→ **REQUIREMENT 1**
Summarize the passage on new bee packages in two sentences.
→ **REQUIREMENT 2**
Echo the passage on new bee packages between "Use a layer" and "heat is escaping.", inclusive.

→ **SUPPLIED PASSAGE**

______________________________

It’s important to “put the bees to work” as soon as possible…after all, swarms do have an incredible work ethic, and packages are just artificial swarms.

In my climate, I have found these management tools important:

Use an insulated top cover. This allows extra retention of heat in the hive so the bees can process sugar syrup and build out wax.

Use a layer of 6mil poly plastic on top of your brood frames. In drier climates, keep the brood nest humidity elevated and get a good seal on the hive top so no heat is escaping.

Provide extra nutrition for a couple of weeks after installation, even though you may have feed frames already installed. You never know with spring conditions, and you want a steady food supply in case the weather turns cold for a week or so and foraging halts.

The photo above illustrates a protein patty and a frame feeder with sugar syrup. The timeline is two weeks after shaking this New Zealand 2.2lb package. Note the wax built up under the 6 mil poly.

I really don’t like doing inspections this early on queen acceptance but it needs to bee done with a minimum of hive disruption. Often the plastic may allow one to just expose a few frames at once with minimal heat loss and if I see brood in the egg or larval stage, I just close up the hive. Sometimes I have to dig a bit deeper. If the frame feeder needs a bit more syrup, I just peel back the plastic 2 inches, fill the frame feeder, and the hive remain undisturbed.

Through experience I’ve found if the hive is consuming the protein patty, the queen is doing fine.

I also congratulate you in choosing the package option instead of nucs to establish your hives. This is so important to prevent disease (AFB) and to slow varroa establishment.

______________________________

(Stored data entries)
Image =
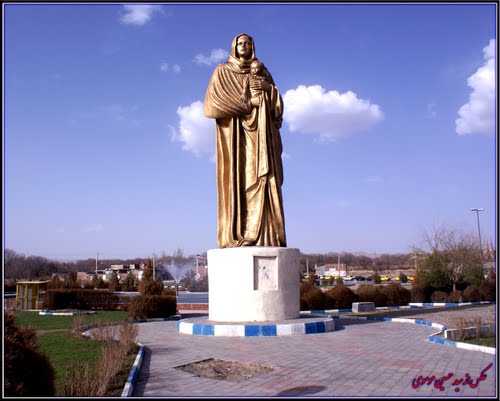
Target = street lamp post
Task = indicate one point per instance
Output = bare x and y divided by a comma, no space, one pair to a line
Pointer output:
477,210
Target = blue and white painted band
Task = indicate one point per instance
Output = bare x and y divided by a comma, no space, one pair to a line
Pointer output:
134,372
66,313
252,330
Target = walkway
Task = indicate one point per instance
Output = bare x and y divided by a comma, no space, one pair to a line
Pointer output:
360,359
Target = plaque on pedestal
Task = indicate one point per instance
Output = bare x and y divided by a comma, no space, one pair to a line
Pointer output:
253,284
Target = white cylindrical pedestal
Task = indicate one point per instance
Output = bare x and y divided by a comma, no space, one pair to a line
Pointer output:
249,284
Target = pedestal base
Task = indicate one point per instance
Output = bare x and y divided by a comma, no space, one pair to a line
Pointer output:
253,284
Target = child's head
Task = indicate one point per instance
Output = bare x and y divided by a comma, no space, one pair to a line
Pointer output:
256,67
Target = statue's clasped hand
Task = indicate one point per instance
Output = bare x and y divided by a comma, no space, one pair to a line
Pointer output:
260,85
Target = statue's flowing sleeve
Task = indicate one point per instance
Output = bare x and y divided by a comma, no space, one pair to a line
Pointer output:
223,96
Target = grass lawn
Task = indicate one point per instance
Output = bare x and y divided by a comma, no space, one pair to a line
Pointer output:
61,346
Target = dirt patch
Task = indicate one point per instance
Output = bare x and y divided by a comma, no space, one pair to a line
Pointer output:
224,370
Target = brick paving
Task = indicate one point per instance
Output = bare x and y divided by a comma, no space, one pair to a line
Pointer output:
359,359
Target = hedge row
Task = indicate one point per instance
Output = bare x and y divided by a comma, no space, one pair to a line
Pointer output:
80,299
394,294
139,306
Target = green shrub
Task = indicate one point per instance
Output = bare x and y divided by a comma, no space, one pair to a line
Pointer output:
488,290
396,294
27,371
439,296
420,291
311,297
340,297
455,296
169,291
472,294
81,299
371,293
152,306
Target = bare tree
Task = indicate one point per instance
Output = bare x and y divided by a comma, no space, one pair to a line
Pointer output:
453,252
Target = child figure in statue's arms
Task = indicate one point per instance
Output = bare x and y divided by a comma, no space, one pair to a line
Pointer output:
257,72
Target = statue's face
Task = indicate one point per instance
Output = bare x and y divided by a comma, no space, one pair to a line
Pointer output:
244,47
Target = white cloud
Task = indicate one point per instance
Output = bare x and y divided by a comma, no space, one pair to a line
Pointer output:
331,115
164,66
478,115
216,56
138,14
431,110
374,179
196,132
92,228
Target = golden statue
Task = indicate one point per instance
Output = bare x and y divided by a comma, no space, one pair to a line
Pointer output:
248,110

______________________________

→ **FINAL ANSWER 1**
Packages should be put to work as soon as possible, and in the writer's climate an insulated top cover, a layer of 6 mil poly plastic over the brood frames, and extra nutrition for a couple of weeks after installation are important. Early inspections for queen acceptance should cause minimal hive disruption, a hive that is consuming its protein patty shows the queen is doing fine, and choosing packages over nucs helps prevent disease (AFB) and slow varroa establishment.

→ **FINAL ANSWER 2**
Use a layer of 6mil poly plastic on top of your brood frames. In drier climates, keep the brood nest humidity elevated and get a good seal on the hive top so no heat is escaping.